Please pull out each line in the records below that contains the string "instance".

**Material shown**.
------------------------
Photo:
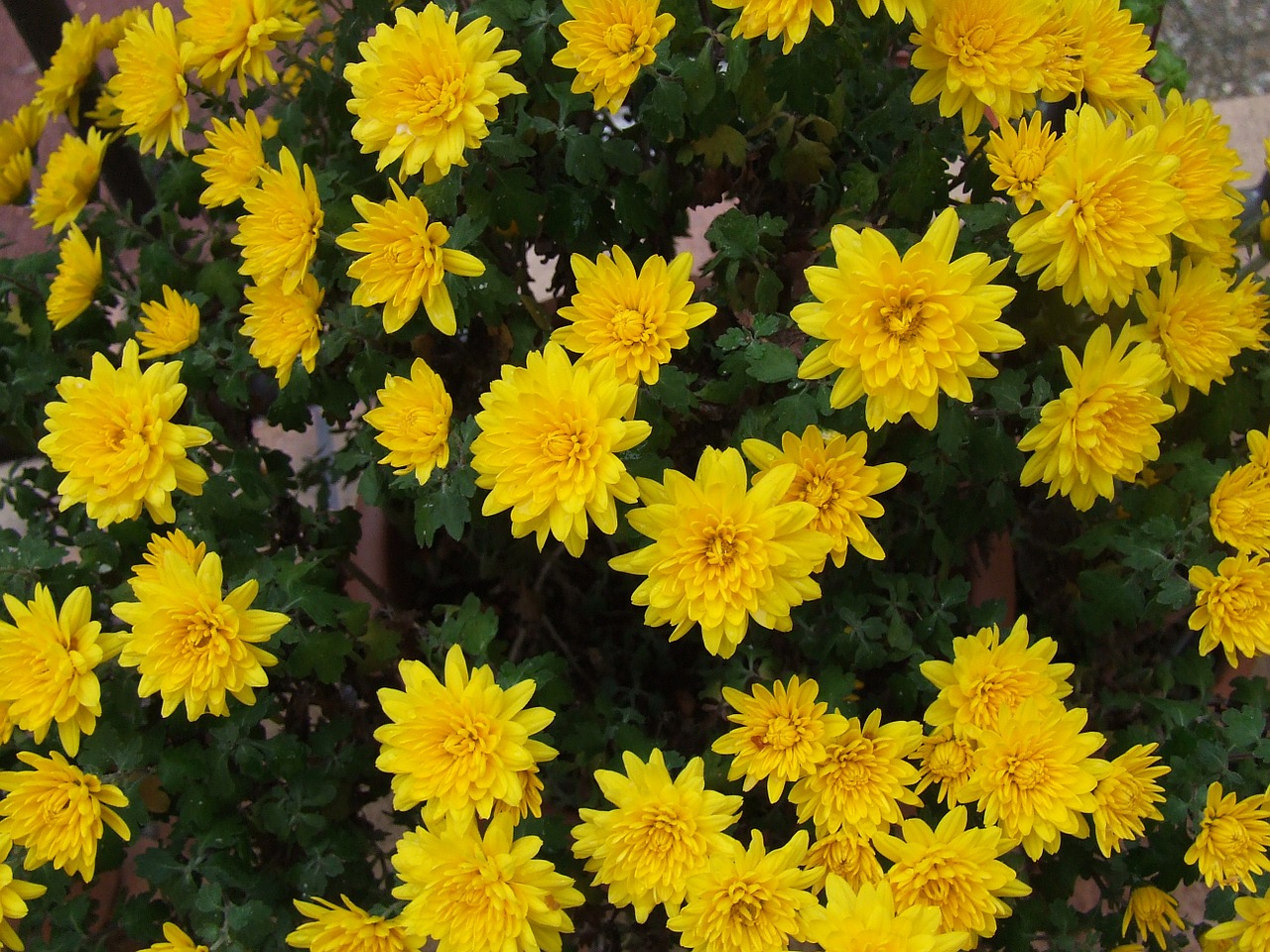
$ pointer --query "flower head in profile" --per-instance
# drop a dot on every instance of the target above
(113, 436)
(550, 433)
(59, 812)
(658, 834)
(427, 90)
(607, 42)
(722, 555)
(191, 644)
(404, 262)
(634, 318)
(902, 330)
------------------------
**Task solution**.
$ pointer --query "flower head in profile" --per-instance
# drop a dot on every instance of the target above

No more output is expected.